Start of PROVIDED MATERIAL

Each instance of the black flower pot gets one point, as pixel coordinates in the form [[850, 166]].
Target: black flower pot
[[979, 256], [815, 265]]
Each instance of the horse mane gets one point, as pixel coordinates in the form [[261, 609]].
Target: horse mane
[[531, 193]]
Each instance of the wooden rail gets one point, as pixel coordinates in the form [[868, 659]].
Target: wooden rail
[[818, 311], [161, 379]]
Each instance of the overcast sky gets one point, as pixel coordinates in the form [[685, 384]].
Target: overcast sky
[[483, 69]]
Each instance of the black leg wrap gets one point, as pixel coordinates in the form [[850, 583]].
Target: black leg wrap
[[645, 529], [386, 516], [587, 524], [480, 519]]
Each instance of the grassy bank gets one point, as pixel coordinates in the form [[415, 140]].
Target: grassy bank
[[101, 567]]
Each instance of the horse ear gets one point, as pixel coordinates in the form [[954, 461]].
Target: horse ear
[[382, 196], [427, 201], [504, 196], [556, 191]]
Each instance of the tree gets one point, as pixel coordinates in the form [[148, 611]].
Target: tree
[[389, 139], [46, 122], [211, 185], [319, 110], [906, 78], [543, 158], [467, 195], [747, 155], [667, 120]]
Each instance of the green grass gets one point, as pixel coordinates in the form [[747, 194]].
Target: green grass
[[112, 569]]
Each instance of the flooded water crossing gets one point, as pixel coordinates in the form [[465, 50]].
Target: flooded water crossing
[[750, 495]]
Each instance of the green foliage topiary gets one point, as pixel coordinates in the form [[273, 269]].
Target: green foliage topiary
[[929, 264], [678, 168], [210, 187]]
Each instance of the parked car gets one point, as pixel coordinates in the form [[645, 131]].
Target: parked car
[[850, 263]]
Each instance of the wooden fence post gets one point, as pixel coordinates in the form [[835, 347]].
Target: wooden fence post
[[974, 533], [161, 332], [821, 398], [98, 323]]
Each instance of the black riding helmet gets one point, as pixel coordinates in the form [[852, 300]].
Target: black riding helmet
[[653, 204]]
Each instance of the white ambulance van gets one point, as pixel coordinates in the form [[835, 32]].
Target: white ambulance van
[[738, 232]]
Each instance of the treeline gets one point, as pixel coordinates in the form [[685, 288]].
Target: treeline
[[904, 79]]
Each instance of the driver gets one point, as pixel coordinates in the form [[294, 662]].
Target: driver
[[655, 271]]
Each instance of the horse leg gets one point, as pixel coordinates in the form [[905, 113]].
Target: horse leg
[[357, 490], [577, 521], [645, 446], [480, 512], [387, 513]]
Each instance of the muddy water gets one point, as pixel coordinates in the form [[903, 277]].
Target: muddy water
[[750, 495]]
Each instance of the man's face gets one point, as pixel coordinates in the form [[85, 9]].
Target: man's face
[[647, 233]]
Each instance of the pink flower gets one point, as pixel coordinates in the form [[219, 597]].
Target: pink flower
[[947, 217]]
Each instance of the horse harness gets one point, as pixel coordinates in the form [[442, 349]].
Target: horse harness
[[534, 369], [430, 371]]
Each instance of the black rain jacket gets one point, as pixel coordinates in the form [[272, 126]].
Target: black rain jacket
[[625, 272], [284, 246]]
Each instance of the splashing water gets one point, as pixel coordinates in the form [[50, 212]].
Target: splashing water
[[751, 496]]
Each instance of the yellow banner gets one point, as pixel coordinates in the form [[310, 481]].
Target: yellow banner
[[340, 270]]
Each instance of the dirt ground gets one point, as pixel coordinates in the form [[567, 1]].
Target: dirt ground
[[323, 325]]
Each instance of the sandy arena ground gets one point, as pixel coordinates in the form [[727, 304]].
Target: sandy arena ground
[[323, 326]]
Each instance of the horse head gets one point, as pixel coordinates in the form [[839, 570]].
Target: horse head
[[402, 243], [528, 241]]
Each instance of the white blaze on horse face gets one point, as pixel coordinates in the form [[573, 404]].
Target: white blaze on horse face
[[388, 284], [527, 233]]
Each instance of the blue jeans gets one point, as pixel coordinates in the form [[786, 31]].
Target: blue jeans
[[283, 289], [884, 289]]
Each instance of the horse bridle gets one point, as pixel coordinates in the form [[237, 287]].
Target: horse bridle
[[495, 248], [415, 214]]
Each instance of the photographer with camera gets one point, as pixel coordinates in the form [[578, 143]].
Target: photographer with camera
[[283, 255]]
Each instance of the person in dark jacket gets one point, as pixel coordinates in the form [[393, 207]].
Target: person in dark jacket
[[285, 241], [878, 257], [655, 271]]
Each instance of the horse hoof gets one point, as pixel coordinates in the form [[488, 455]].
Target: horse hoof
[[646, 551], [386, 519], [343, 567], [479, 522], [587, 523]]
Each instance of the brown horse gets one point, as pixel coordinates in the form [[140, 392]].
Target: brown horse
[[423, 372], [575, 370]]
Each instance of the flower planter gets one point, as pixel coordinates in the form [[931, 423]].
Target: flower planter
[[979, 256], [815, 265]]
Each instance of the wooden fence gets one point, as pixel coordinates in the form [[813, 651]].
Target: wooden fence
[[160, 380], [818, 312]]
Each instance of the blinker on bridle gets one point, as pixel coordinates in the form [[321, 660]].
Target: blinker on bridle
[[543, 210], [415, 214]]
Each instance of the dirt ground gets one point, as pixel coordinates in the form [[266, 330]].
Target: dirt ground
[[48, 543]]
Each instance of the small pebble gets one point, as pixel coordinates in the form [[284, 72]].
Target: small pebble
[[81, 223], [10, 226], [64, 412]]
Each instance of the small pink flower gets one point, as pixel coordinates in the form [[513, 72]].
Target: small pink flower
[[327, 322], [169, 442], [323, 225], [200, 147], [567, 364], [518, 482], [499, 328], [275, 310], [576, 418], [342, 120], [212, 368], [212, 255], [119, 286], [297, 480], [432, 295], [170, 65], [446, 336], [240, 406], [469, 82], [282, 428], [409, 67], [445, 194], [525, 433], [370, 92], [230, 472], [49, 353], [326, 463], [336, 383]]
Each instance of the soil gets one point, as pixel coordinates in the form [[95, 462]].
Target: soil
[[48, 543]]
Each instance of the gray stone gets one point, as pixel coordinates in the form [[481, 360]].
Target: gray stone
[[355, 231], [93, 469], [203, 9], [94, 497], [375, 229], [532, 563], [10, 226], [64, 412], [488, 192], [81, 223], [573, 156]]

End of PROVIDED MATERIAL

▶ _EXERCISE INSTRUCTIONS_: Copy exactly the lines above, starting at the opening line and finishing at the line in which "Each instance of the wooden rail" occurs.

▶ _RESULT OF THIS EXERCISE_:
Each instance of the black flower pot gets one point, as pixel coordinates in the form [[850, 166]].
Target: black flower pot
[[979, 256], [815, 265]]
Each instance of the horse mane gets one point, as pixel coordinates in the form [[261, 609]].
Target: horse mane
[[531, 193]]
Each instance of the wooden rail gets one point, as pixel coordinates in the form [[868, 659]].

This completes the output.